TASK STATEMENT
Rewrite these records with every "instance" switched to "occurrence". Leave everything else unchanged.

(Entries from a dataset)
Start
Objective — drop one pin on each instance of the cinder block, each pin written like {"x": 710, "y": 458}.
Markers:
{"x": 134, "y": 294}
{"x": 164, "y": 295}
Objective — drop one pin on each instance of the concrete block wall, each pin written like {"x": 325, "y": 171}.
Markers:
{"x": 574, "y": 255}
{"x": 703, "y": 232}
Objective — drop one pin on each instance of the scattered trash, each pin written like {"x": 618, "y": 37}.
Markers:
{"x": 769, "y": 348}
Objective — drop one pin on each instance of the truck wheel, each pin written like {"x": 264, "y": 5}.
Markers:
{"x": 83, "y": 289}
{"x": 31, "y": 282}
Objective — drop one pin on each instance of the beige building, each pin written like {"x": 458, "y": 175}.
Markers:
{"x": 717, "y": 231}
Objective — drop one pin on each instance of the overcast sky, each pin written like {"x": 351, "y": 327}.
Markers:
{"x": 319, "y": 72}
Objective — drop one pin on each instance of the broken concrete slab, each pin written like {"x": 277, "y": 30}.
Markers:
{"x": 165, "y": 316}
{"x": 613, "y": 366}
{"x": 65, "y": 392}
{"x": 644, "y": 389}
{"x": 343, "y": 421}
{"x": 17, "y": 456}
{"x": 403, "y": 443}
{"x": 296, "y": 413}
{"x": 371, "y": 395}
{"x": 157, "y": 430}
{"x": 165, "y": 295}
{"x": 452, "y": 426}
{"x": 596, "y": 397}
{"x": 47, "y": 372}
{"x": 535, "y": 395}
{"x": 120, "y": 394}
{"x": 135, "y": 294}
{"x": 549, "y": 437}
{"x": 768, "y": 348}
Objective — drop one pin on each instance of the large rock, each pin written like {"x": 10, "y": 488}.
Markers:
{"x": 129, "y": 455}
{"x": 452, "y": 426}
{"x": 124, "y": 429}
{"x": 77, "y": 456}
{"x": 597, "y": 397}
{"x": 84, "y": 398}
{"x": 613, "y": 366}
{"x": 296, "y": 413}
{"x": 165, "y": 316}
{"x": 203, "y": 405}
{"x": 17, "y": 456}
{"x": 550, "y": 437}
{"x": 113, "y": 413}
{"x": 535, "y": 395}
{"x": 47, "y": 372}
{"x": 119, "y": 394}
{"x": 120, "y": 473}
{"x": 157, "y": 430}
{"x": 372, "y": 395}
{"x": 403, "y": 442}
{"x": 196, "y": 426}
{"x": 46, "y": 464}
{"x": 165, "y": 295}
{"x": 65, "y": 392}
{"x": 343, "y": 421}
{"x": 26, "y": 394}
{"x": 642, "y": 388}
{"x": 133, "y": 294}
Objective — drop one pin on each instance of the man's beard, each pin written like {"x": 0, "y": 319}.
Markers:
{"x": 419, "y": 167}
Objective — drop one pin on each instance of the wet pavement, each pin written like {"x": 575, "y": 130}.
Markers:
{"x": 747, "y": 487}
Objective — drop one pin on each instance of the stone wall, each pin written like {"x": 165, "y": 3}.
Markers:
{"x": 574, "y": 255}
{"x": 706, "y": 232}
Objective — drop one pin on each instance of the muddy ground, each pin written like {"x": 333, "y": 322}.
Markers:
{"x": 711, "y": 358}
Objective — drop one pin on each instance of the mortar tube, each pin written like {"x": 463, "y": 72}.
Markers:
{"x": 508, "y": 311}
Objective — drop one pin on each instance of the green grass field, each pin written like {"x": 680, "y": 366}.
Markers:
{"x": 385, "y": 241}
End
EXERCISE OUTPUT
Objective — drop one pin on each occurrence of the cinder block, each pin written like {"x": 710, "y": 458}.
Markers:
{"x": 134, "y": 294}
{"x": 164, "y": 295}
Objective — drop one pin on each occurrence of the concrete block wall, each pin written like {"x": 325, "y": 171}.
Markers:
{"x": 574, "y": 255}
{"x": 703, "y": 232}
Objective — drop one pin on each occurrence of the scattered trash, each pin written like {"x": 618, "y": 37}.
Markers:
{"x": 769, "y": 348}
Objective — drop one pin on each occurrence of the truck wheel, each pin written like {"x": 264, "y": 5}.
Markers:
{"x": 83, "y": 289}
{"x": 31, "y": 282}
Objective — drop one pin on each occurrence of the beige building, each pin written like {"x": 458, "y": 175}.
Markers:
{"x": 717, "y": 231}
Objective — drop one pin on each occurrence of the overcast sky, each pin written like {"x": 351, "y": 327}.
Markers:
{"x": 319, "y": 72}
Objective — drop one pin on each occurrence of the broken concrete slab, each pin written like {"x": 277, "y": 30}.
Markers:
{"x": 165, "y": 316}
{"x": 613, "y": 366}
{"x": 65, "y": 392}
{"x": 644, "y": 389}
{"x": 343, "y": 421}
{"x": 17, "y": 456}
{"x": 403, "y": 443}
{"x": 296, "y": 413}
{"x": 371, "y": 395}
{"x": 157, "y": 430}
{"x": 165, "y": 295}
{"x": 452, "y": 426}
{"x": 596, "y": 397}
{"x": 47, "y": 372}
{"x": 535, "y": 395}
{"x": 120, "y": 394}
{"x": 135, "y": 294}
{"x": 549, "y": 437}
{"x": 768, "y": 348}
Objective — drop one pin on each occurrence of the large rock, each pin written like {"x": 10, "y": 488}.
Markers:
{"x": 129, "y": 455}
{"x": 452, "y": 426}
{"x": 124, "y": 429}
{"x": 77, "y": 456}
{"x": 597, "y": 397}
{"x": 84, "y": 398}
{"x": 613, "y": 366}
{"x": 296, "y": 413}
{"x": 165, "y": 316}
{"x": 203, "y": 405}
{"x": 17, "y": 456}
{"x": 550, "y": 437}
{"x": 113, "y": 413}
{"x": 535, "y": 395}
{"x": 47, "y": 372}
{"x": 119, "y": 394}
{"x": 120, "y": 473}
{"x": 157, "y": 430}
{"x": 372, "y": 395}
{"x": 403, "y": 442}
{"x": 196, "y": 426}
{"x": 46, "y": 464}
{"x": 165, "y": 295}
{"x": 65, "y": 392}
{"x": 343, "y": 421}
{"x": 26, "y": 394}
{"x": 642, "y": 388}
{"x": 133, "y": 294}
Objective — drop one pin on each occurrence of the man's beard, each pin written like {"x": 0, "y": 319}.
Markers:
{"x": 419, "y": 167}
Objective — drop one pin on each occurrence of the wet pavement, each pin written like {"x": 575, "y": 130}.
Markers:
{"x": 747, "y": 487}
Objective — drop one pin on each occurrence of the stone wall, each pin written like {"x": 165, "y": 3}.
Markers:
{"x": 574, "y": 255}
{"x": 706, "y": 232}
Objective — drop one pin on each occurrence of the muddy ground, each pin written like {"x": 333, "y": 322}.
Markers:
{"x": 711, "y": 358}
Objective — drop one pin on each occurrence of the mortar tube, each pin written like {"x": 463, "y": 72}.
Markers:
{"x": 508, "y": 311}
Objective — drop one pin on each occurrence of the green grass field, each pin written like {"x": 680, "y": 366}.
Markers:
{"x": 385, "y": 241}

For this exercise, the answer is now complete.